→ Provided passage
** START **
Just how common are rare words? Let's plot a histogram to find out.

In [None]:
plt.figure()
plt.hist(word_counts.values(), bins=100)
plt.xlabel('number of documents a word appears in')
plt.ylabel('number of words')
plt.show()
Counter(word_counts.values()).most_common(5)

**Whoa!** There are 7,571 out of 12,166 words that occur exactly once, and 1,698 that occur exactly twice.

This is very common in text collections. There are very many rare words and a small number of very common terms. This can sometimes be better seen in a `log-log` plot. These data somewhat follow something known as a [Power Law](https://en.wikipedia.org/wiki/Power_law) distribution, which just means this log-log plot is well-approximated by a linear fit.

In [None]:
# log-log plot of word frequencies
def log_log_plot(word_counts):
    plt.figure()
    plt.loglog(sorted(word_counts.values())[::-1])
    plt.xlabel('word rank')
    plt.ylabel('number of documents a word appears in')
    plt.show()

log_log_plot(word_counts)

That long, horizontal segment at the bottom right of the plot represents the 7,571 words that occur exactly once.

The words at the top left are the most common words (`the`, `and`, etc.)

It seems that neither very common nor very rare words should be informative in our model.
- For very rare words, we don't see enough examples to have much confidence in our probability estimates.
- For very common words, if they appear in just about every document, they probably do not correlate with the class label.

We will next create a `vocabulary`, which contains our final set of unique features. To do so, we will remove terms that occur too frequently or too infrequently.

The inputs to `create_vocabulary` are:
- word_counts: the Counter object compute above
- min_count: minimum document count allowed
- max_count: maximum document count allowed

This function should return a `dict` where each key is a word and the value is a unique `int` representing the identifier for that word. We will assign each word its value in alphabetical order, e.g. `{'aardvark': 0, 'beetle': 1, ...}`

In [None]:
def create_vocabulary(word_counts, min_count=2, max_count=100):
    # YOUR CODE HERE
    raise NotImplementedError()


vocabulary = create_vocabulary(word_counts, min_count=2, max_count=100)
** END **
→ Task 1
Answer these questions using the word-frequency notebook excerpt above, one answer per line:
(a) How many words occur in exactly two documents?
(b) What kind of distribution do the data somewhat follow?
(c) What default value does the create_vocabulary function give to max_count?
→ Task 2
Copy from the word-frequency notebook excerpt, word for word, the part starting at "plt.xlabel('word rank')" and ending at "occur exactly once.".

→ Data listing
** START **
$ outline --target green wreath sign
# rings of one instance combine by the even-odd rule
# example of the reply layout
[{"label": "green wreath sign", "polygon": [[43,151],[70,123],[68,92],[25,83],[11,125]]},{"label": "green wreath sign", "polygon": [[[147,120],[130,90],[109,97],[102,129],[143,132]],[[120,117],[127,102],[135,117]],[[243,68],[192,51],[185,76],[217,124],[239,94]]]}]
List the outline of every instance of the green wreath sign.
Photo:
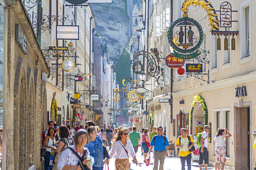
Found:
[{"label": "green wreath sign", "polygon": [[193,109],[194,105],[196,105],[196,103],[199,103],[199,105],[201,107],[202,110],[203,111],[203,120],[204,120],[204,125],[208,124],[208,111],[207,110],[206,104],[204,102],[203,98],[200,96],[199,95],[194,96],[194,100],[192,103],[190,104],[191,105],[191,108],[190,111],[190,127],[192,127],[192,116],[193,116]]}]

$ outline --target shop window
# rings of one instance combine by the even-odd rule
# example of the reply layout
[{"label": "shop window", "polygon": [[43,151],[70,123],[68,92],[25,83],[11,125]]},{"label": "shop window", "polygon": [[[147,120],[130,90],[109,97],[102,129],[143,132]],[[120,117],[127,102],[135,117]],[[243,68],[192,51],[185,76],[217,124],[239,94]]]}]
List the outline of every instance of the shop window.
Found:
[{"label": "shop window", "polygon": [[[230,131],[230,111],[225,111],[225,127],[228,131]],[[226,140],[226,148],[227,149],[227,157],[230,157],[230,138],[228,138]]]}]

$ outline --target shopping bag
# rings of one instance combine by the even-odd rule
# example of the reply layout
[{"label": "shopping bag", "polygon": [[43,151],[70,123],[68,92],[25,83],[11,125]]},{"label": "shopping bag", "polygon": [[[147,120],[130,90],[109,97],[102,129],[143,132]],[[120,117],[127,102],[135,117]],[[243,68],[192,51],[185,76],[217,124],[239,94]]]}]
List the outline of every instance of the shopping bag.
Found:
[{"label": "shopping bag", "polygon": [[103,170],[109,170],[109,164],[104,164]]},{"label": "shopping bag", "polygon": [[146,166],[149,166],[149,162],[150,162],[150,155],[149,155],[149,156],[147,156],[146,161],[147,161]]},{"label": "shopping bag", "polygon": [[256,137],[255,140],[254,140],[253,148],[256,149]]},{"label": "shopping bag", "polygon": [[49,163],[49,170],[52,170],[54,167],[53,160],[54,160],[54,156],[50,156],[50,163]]}]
** END **
→ Complete response 1
(a) 1,698
(b) A Power Law distribution
(c) 100

→ Complete response 2
plt.xlabel('word rank')
    plt.ylabel('number of documents a word appears in')
    plt.show()

log_log_plot(word_counts)

That long, horizontal segment at the bottom right of the plot represents the 7,571 words that occur exactly once.